Zie de uitspraak van de Afdeling Bestuursrechtspraak van de Raad van State van 19 maart 2014 (ECLI:NL:RVS:2014:989).
Rb. Midden-Nederland, 31-10-2019, nr. AWB - 19 , 221
ECLI:NL:RBMNE:2019:5028, Hoger beroep: (Gedeeltelijke) vernietiging en zelf afgedaan
- Instantie
Rechtbank Midden-Nederland
- Datum
31-10-2019
- Zaaknummer
AWB - 19 _ 221
- Vakgebied(en)
Bestuursrecht algemeen (V)
- Brondocumenten en formele relaties
ECLI:NL:RBMNE:2019:5028, Uitspraak, Rechtbank Midden-Nederland, 31‑10‑2019; (Eerste aanleg - enkelvoudig)
Hoger beroep: ECLI:NL:RVS:2021:272, (Gedeeltelijke) vernietiging en zelf afgedaan
Uitspraak 31‑10‑2019
Inhoudsindicatie
Bestuurlijke boete overtreding BKR en verdeling in basisgroepen BSO. Inspectierapport GGD mocht worden gebruikt. Overtredingen niet betwist. Feitelijk leidinggeven. Geen aanleiding voor matiging. Ongegrond.
Partij(en)
RECHTBANK MIDDEN-NEDERLAND
Zittingsplaats Utrecht
Bestuursrecht
zaaknummer: UTR 19/221
uitspraak van de enkelvoudige kamer van 31 oktober 2019 in de zaak tussen
[eiseres] , te [vestigingsplaats] , eiseres
(gemachtigde: mr. R.P. Kuijper),
en
het college van burgemeester en wethouders van de gemeente Utrecht, verweerder
(gemachtigde: mr. N. Verkerk en F. Aykan).
Procesverloop
Bij besluit van 6 februari 2018 (het primaire besluit) heeft verweerder aan eiseres in totaal elf bestuurlijke boetes opgelegd voor geconstateerde overtredingen van de Beroepskracht-kindratio (BKR) bij BSO [BSO] .
Bij besluit van 5 december 2018 (het bestreden besluit) heeft verweerder het bezwaar van eiseres ongegrond verklaard.
Eiseres heeft tegen het bestreden besluit beroep ingesteld.
Het onderzoek ter zitting heeft plaatsgevonden op 18 september 2019. Namens eiseres zijn verschenen [A] en [B] , bijgestaan door hun gemachtigde. Verweerder heeft zich laten vertegenwoordigen door zijn gemachtigden.
Overwegingen
Eiseres is houder van de buitenschoolse opvanglocatie (BSO) [BSO] , gevestigd aan het [adres] in [vestigingsplaats] . Op 18 september 2017 heeft de GGD Utrecht (de toezichthouder) een nader onderzoek uitgevoerd bij deze BSO. Op basis van de bevindingen, die zijn vastgelegd in een inspectierapport van 20 november 2017, heeft verweerder geconcludeerd dat er op elf verschillende data in de periode tussen 21 augustus 2017 en18 september 2017 te weinig beroepskrachten werden ingezet in verhouding tot het aantal aanwezige kinderen per basisgroep. Voor deze overtredingen van de BKR heeft verweerder aan eiseres een bestuurlijke boete opgelegd ter hoogte van € 55.000,- (11 x € 5.000,-).

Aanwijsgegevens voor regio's
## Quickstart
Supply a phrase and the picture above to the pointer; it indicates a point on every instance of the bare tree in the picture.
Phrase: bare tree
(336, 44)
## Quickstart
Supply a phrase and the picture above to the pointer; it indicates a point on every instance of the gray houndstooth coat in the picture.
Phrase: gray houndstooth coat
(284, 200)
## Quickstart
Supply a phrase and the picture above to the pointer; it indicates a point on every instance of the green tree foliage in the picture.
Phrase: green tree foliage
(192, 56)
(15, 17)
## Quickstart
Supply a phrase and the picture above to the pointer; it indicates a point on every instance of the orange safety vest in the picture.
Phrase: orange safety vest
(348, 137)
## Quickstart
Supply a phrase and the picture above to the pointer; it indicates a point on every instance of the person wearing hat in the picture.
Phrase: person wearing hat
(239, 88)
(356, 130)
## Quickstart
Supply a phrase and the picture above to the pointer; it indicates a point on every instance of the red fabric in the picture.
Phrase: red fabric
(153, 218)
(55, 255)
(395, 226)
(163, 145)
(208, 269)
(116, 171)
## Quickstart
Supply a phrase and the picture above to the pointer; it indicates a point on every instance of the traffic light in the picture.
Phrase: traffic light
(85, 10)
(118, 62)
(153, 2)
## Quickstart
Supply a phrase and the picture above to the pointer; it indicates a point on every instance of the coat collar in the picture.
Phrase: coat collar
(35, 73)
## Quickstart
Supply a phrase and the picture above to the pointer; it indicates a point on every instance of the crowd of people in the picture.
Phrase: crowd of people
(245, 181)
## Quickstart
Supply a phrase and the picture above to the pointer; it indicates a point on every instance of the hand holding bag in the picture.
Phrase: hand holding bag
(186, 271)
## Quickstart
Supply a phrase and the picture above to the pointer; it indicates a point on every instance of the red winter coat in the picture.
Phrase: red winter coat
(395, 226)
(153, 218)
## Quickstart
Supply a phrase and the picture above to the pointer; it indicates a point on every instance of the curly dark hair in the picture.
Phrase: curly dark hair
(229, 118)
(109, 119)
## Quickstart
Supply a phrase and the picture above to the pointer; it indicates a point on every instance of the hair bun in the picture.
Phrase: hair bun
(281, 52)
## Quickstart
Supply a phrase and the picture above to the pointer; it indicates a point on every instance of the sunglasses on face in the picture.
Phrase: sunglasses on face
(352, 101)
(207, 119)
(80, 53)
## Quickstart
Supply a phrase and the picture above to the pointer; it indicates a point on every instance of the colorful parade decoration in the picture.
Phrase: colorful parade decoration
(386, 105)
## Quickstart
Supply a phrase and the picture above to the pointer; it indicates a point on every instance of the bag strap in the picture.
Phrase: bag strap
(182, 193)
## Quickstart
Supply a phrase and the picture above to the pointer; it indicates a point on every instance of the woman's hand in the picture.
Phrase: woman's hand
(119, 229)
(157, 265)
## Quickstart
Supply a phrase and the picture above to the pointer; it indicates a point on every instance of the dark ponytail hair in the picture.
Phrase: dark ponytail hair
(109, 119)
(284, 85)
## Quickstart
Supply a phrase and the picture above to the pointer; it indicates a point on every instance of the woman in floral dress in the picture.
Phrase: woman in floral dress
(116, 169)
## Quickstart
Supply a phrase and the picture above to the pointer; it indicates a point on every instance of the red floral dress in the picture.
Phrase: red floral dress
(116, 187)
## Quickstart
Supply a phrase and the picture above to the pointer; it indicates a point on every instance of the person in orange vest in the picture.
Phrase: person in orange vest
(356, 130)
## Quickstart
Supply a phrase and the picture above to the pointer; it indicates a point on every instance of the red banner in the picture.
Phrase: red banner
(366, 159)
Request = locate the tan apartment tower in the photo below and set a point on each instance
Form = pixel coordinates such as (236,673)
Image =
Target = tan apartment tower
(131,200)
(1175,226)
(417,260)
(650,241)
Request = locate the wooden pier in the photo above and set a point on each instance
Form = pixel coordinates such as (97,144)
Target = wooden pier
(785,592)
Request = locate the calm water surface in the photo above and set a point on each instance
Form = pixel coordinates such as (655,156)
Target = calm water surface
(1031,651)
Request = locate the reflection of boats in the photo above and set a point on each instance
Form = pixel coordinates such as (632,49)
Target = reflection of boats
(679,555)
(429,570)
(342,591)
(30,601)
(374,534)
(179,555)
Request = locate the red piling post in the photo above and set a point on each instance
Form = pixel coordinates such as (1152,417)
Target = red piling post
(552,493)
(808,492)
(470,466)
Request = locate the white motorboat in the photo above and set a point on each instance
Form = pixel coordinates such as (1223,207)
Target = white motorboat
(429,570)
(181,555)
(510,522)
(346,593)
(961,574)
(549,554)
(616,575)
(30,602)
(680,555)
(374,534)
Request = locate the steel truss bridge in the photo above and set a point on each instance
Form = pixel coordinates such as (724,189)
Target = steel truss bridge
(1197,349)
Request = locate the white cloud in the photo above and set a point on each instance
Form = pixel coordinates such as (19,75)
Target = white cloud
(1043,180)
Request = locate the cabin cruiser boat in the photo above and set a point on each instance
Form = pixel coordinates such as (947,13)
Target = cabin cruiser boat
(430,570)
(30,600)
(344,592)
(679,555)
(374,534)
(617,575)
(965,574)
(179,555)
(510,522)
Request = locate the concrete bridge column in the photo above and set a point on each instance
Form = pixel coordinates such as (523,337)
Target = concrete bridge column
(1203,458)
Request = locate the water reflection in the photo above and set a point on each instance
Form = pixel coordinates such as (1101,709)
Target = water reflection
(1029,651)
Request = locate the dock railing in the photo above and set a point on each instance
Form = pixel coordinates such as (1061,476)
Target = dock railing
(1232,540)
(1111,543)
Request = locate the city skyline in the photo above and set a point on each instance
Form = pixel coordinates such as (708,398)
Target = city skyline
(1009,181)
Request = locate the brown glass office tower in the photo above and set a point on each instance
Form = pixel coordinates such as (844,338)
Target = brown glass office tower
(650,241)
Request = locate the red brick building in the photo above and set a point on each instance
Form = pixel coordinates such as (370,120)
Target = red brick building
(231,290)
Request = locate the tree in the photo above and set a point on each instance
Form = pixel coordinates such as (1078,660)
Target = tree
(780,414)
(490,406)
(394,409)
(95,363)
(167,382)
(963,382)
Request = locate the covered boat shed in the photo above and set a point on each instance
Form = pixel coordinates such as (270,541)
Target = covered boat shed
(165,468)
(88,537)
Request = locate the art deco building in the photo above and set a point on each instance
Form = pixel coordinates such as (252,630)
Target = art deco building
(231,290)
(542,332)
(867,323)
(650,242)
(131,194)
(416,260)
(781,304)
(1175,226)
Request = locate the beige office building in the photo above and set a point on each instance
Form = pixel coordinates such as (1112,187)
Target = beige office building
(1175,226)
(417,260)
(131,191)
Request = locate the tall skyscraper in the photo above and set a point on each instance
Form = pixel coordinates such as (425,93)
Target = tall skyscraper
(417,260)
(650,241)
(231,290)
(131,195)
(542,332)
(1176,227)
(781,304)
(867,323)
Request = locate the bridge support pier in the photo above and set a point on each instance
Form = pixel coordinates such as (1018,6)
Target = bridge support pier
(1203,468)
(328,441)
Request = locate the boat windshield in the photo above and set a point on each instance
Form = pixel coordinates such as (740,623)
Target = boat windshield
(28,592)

* Over deze opdracht
Welk totaalbedrag aan bestuurlijke boete heeft verweerder volgens de uitspraak van de Rechtbank Midden-Nederland aan eiseres opgelegd?

* Resultaat van opdracht
Verweerder heeft een bestuurlijke boete van € 55.000,- opgelegd (11 x € 5.000,-).